### Task to complete
Which lines in the data below contain the word "laptop"? Collect each of them and copy it out in full.

### Given records
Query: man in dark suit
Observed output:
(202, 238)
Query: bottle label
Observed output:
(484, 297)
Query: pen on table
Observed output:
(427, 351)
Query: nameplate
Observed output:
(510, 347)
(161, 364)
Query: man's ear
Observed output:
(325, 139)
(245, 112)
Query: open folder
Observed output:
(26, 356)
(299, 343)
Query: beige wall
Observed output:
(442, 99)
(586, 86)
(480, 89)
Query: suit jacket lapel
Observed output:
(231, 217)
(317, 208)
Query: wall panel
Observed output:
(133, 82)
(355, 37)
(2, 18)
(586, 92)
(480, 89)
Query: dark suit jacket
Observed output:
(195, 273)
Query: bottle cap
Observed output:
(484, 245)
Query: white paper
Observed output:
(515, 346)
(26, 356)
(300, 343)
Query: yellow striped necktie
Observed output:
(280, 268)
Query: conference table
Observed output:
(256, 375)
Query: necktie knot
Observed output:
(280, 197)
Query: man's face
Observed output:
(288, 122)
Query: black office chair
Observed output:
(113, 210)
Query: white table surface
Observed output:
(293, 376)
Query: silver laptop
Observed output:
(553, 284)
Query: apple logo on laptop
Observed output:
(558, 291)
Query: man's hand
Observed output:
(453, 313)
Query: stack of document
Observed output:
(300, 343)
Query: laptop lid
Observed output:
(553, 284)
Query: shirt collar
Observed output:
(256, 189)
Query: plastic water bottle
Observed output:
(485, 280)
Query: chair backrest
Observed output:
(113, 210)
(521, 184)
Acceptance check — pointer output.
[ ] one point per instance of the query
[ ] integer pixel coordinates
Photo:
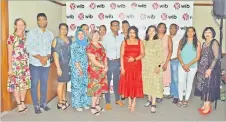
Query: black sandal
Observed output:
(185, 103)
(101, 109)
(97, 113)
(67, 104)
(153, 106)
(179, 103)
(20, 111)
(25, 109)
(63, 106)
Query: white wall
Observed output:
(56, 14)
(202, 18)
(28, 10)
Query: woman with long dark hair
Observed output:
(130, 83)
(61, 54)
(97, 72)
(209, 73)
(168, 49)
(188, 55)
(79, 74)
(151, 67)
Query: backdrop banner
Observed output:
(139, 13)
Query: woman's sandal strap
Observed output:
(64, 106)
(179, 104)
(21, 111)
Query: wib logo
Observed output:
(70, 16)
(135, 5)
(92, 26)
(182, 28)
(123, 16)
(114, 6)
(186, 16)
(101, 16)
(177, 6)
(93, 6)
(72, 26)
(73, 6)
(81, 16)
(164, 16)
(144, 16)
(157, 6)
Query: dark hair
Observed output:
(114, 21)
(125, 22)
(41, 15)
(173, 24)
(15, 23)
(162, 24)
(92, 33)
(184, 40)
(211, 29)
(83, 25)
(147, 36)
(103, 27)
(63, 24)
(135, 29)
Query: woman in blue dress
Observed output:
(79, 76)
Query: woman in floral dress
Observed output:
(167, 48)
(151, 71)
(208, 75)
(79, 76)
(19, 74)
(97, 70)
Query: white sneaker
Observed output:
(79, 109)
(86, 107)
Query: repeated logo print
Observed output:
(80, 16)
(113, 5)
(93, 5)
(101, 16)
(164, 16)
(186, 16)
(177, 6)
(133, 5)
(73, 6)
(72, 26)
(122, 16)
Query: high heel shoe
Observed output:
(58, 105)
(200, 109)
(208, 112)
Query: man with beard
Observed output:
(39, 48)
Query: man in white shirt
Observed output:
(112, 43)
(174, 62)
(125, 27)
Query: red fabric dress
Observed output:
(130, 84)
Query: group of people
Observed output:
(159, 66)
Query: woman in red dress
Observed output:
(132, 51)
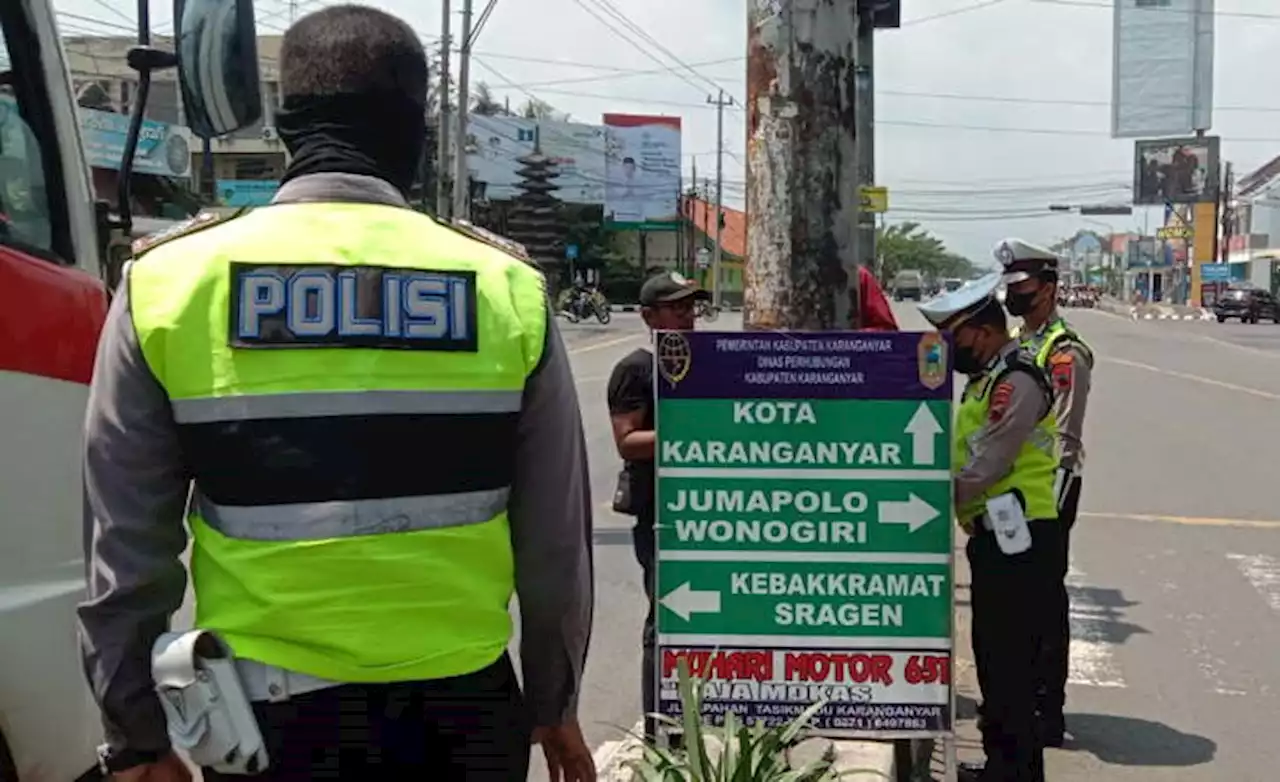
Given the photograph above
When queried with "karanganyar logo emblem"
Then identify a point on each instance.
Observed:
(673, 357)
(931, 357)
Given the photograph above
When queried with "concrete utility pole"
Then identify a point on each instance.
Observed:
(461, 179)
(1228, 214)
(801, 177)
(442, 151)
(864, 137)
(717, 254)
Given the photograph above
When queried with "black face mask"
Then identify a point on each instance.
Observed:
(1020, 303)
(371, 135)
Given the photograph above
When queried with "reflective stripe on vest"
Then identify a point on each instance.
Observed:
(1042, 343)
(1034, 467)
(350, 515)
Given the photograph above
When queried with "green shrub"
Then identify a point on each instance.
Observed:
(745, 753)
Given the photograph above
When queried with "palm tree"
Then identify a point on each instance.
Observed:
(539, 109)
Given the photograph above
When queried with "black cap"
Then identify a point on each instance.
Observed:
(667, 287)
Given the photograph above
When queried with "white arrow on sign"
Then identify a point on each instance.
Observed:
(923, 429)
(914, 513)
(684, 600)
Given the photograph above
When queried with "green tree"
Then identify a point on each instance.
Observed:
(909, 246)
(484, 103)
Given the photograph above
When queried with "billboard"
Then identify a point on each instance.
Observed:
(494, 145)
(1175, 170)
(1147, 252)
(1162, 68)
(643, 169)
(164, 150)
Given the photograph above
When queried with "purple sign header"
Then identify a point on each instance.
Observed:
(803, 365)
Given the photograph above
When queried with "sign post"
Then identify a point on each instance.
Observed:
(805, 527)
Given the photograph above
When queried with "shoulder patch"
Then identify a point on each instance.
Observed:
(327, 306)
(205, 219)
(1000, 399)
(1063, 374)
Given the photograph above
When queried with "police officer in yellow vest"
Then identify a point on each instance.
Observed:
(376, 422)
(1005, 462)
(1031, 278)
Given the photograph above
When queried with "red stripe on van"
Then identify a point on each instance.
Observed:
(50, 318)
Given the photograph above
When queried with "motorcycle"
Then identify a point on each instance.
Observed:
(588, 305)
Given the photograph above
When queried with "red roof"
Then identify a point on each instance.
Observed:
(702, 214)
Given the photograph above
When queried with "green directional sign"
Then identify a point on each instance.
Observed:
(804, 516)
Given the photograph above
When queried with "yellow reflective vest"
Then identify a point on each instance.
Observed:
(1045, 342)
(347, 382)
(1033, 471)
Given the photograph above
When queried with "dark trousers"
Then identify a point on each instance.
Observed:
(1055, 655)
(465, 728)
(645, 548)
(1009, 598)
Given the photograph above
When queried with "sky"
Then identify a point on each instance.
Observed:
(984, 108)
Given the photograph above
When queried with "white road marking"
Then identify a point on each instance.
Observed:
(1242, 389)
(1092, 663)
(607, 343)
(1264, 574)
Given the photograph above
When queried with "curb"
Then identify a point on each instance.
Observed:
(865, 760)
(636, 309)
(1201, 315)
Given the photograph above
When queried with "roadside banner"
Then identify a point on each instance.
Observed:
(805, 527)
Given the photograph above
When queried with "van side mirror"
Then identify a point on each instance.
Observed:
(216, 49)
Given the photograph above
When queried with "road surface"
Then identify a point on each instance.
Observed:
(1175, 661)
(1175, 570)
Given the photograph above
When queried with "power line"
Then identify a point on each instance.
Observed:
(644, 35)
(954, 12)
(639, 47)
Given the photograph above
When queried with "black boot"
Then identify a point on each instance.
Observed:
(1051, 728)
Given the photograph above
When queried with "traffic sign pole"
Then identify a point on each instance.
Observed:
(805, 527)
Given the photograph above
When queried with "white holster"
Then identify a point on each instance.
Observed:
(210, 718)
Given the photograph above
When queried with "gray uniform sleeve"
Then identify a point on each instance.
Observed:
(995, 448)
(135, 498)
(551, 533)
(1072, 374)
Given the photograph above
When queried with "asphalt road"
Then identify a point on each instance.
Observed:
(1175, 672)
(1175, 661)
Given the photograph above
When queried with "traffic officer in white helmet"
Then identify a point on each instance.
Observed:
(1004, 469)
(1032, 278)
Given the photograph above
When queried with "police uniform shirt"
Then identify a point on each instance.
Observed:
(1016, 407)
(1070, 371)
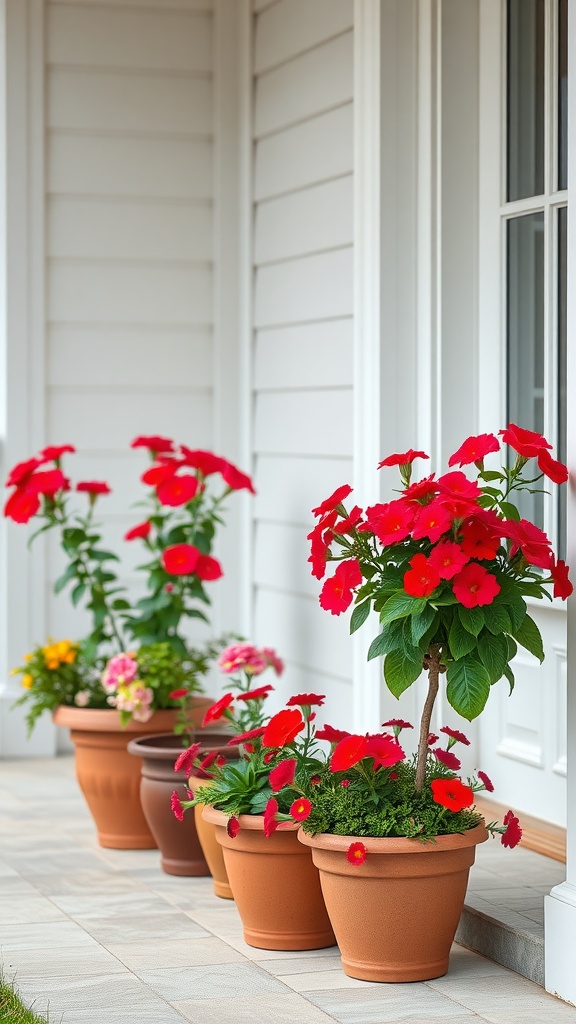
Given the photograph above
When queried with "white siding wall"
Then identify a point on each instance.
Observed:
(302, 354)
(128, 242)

---

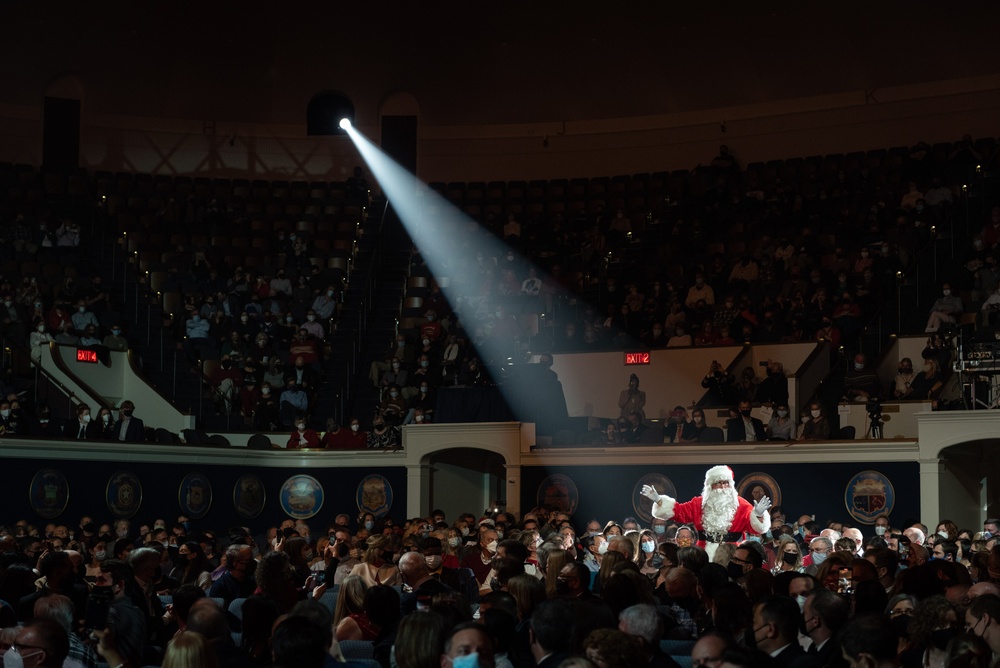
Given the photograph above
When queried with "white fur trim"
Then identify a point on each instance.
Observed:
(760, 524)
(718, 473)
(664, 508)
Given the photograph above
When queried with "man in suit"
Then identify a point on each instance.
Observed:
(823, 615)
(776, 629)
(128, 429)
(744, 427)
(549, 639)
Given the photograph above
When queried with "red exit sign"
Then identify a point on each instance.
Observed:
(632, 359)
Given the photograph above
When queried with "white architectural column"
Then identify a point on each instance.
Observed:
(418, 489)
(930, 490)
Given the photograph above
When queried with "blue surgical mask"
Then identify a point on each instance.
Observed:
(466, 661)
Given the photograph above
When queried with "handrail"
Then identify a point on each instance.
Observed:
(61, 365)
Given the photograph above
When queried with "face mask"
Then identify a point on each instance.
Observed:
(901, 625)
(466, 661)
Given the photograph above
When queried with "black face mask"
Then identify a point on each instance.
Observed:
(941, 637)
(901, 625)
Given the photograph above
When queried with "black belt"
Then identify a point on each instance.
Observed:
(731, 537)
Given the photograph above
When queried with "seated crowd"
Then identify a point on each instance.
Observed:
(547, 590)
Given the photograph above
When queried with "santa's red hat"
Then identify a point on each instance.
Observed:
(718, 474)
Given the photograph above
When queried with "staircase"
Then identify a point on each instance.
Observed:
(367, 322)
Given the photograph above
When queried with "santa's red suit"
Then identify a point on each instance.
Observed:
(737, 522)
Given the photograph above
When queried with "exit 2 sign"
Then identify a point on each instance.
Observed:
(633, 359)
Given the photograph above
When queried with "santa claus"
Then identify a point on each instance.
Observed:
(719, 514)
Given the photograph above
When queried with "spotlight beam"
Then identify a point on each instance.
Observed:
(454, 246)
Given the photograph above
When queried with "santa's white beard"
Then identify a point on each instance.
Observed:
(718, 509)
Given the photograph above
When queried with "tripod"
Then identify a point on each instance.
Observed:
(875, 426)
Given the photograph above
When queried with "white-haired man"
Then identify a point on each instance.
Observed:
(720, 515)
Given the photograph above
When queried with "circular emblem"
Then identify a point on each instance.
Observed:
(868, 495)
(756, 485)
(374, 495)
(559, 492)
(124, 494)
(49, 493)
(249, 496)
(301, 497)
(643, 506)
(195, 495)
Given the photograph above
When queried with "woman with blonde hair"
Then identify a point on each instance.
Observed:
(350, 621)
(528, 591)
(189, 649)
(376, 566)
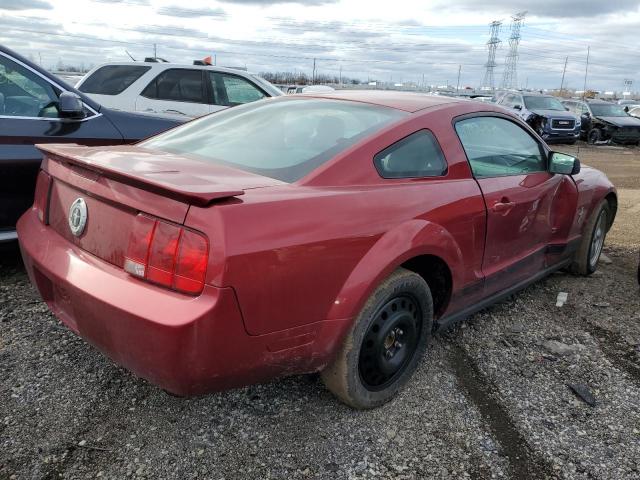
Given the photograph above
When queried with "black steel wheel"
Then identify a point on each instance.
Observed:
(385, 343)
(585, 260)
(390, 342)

--

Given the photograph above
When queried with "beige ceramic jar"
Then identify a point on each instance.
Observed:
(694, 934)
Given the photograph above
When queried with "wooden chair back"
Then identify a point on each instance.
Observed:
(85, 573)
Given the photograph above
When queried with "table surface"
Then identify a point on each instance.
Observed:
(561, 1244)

### Correct output
Query: silver laptop
Query: apple logo on laptop
Query: laptop lid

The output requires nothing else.